| Vorliegender Text |
----
Auch das ZdK hat sich mit einer ausführlichen Stellungnahme ("Für eine wertgebundene europäische Verfassungsordnung" vom 22. November 2002) und wiederholten Wortmeldungen in diese Debatte eingebracht. Zudem hat das ZdK mit dazu beigetragen, ein Netzwerk von europäischen Partnerorganisationen aufzubauen, die als katholische Laien auf europapolitischer Ebene handlungsfähiger werden wollen. Ausgehend von dem deutsch-französischen "Manifest für ein europäisches Bewusstsein" vom Mai 2000 entstand eine Entwicklung, die in dem großen Treffen vom 24. - 26. September 2004 in Lille einen vorläufigen Höhepunkt finden wird. Damit beteiligen sich katholische Laien Europas an der Herausarbeitung eines europäischen Wir-Gefühls, ohne das es keine überzeugten Europäer und in der Folge keine handlungsfähige Europäische Union geben wird. Dabei vollzieht sich dieser Einsatz in dem Bewusstsein um die gemeinsame Geschichte Europas. Europa ist nicht primär ein Markt, sondern eine geistig-kulturelle Größe. Und die Integration neuer Mitgliedsstaaten und ihrer Völker in die Europäische Union ist nicht nur eine wirtschaftliche und politische, sondern in hohem Maße eine kulturelle Aufgabe. Dieses Bewusstsein gilt es stets gegenwärtig zu halten, da es Voraussetzung für die Vertiefung des Einigungsprozesses ist.

Die Entwicklung der Union bleibt gefährdet

Trotz dieser positiven Entwicklung des politischen und institutionellen Systems der Europäischen Union sind im Laufe der Jahre und auch wieder in jüngster Zeit ernste Krisen zu Tage getreten. So geht nach wie vor von einem Mangel an Zustimmung durch die Bürgerinnen und Bürger eine Gefährdung des Einigungsprojektes aus, die von gewissen Tendenzen zur Zentralisierung und Bürokratisierung gefördert wird.
----
| Zu erledigende Aufgaben |
1/ Wann und wo soll laut dem Text über die europäische Einigung das große Treffen stattfinden, in dem die Entwicklung einen vorläufigen Höhepunkt findet?
2/ Führe den Text über die europäische Einigung im Anschluss an seinen letzten Satz weiter.

[Extrahierte Dateneinträge]
----
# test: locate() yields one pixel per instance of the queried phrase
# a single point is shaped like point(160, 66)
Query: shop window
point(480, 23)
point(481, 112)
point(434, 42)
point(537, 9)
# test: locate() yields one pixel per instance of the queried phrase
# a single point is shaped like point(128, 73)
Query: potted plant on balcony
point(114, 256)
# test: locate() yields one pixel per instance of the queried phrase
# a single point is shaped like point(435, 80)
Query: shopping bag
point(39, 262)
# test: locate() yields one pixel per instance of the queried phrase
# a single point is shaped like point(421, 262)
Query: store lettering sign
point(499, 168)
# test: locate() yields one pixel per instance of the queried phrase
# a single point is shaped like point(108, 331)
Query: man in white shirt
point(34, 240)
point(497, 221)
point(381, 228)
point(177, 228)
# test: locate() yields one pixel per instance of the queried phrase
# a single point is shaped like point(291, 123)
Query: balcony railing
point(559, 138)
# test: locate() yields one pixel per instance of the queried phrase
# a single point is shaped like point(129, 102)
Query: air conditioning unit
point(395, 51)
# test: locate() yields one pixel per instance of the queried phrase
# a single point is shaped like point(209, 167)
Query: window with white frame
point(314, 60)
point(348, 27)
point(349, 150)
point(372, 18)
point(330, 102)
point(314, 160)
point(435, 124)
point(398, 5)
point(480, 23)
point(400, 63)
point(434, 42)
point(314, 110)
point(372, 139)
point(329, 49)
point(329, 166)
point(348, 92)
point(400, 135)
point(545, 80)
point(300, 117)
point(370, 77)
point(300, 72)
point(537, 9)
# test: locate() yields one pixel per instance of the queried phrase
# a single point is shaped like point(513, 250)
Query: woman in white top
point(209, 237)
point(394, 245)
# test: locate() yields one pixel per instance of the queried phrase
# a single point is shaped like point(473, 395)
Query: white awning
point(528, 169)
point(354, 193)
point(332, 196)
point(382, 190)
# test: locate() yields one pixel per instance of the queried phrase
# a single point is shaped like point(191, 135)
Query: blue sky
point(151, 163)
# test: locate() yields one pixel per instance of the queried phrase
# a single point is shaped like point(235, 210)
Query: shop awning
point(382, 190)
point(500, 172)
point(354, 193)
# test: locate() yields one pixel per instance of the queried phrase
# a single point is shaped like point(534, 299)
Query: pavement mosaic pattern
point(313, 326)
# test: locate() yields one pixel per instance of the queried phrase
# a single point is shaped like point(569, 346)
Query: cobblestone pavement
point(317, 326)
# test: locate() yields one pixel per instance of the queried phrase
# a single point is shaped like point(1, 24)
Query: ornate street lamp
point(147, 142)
----
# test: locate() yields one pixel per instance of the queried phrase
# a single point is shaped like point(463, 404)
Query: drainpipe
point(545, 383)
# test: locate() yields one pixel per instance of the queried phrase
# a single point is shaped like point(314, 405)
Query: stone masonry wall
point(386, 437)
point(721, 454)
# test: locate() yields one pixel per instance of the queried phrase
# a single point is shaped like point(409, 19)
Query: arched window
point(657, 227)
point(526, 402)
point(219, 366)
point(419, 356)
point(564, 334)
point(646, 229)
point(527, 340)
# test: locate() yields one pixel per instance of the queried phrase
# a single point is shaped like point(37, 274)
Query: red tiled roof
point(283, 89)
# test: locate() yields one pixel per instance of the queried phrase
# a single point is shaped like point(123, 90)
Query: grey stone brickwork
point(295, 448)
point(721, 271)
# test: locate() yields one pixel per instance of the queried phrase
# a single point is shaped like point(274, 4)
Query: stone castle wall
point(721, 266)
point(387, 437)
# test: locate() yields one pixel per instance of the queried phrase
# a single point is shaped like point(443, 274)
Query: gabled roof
----
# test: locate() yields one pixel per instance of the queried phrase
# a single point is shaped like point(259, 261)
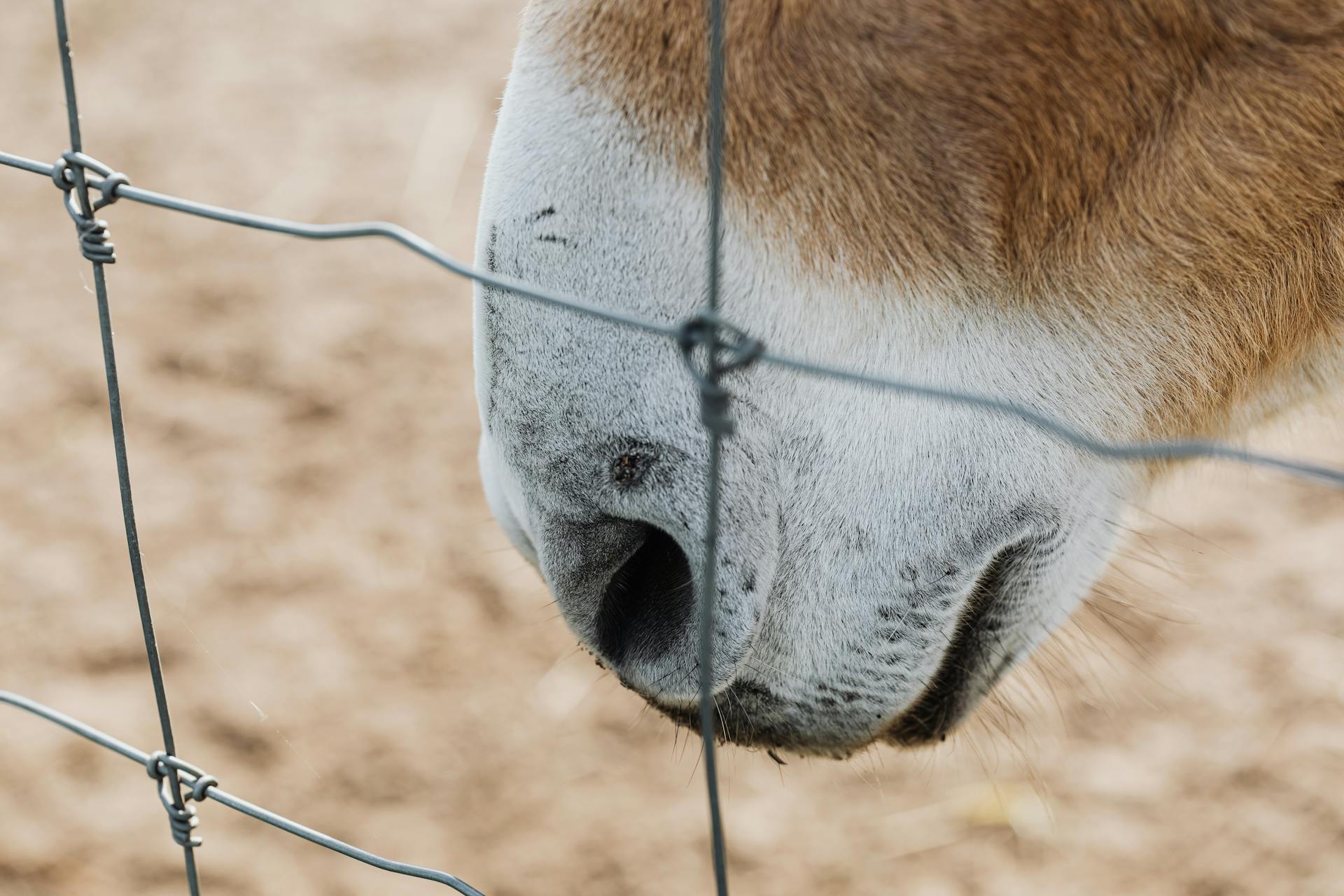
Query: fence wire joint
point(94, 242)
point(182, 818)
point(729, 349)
----
| Lösungen der Aufgaben |
1/ Vom 24. bis 26. September 2004 in Lille.

2/
Im Zusammenhang mit der von den Vereinigten Staaten propagierten Irak-Politik mussten wir eine Zwietracht unter den Regierungen der Mitgliedsstaaten erleben, die viel Vertrauen zerstört hat. Auch der Streit um die regelgerechte Anwendung des wirtschafts- und währungspolitischen Stabilitätspaktes und die Kommunikationsschwierigkeiten, die zum Scheitern des Brüsseler Gipfels im Dezember 2003 geführt und die Verabschiedung des Verfassungsentwurfs zunächst verhindert haben, gehören nicht zu den Ruhmesblättern der Geschichte der Europäischen Union. Deshalb müssen jetzt die Anstrengungen verstärkt werden, um im gegenseitigen Gespräch das Gewicht der Geschichte und den Sinn der gewachsenen Unterschiede besser zu verstehen. Das Gespräch und die partnerschaftliche Praxis der gemeinsamen Beratung und Abstimmung sind unverzichtbar für eine abgestimmte Außenpolitik ebenso wie für die gemeinschaftliche Aktion in den verschiedenen anderen Politikfeldern.

Ebenso wichtig ist allerdings, dass jetzt durch eine transparente, demokratische und föderale Verfassungsordnung die institutionellen und prozeduralen Bedingungen sowie die rechtlichen Garantien für den ständigen, fairen Dialog unter Gleichberechtigten geschaffen und gesichert werden.

Die Europäische Union braucht eine Verfassung

Der Entwurf für eine europäische Verfassung, den der Konvent im Sommer 2003 vorgelegt hat, erfüllt wesentliche Forderungen der ZdK-Erklärung vom November 2002.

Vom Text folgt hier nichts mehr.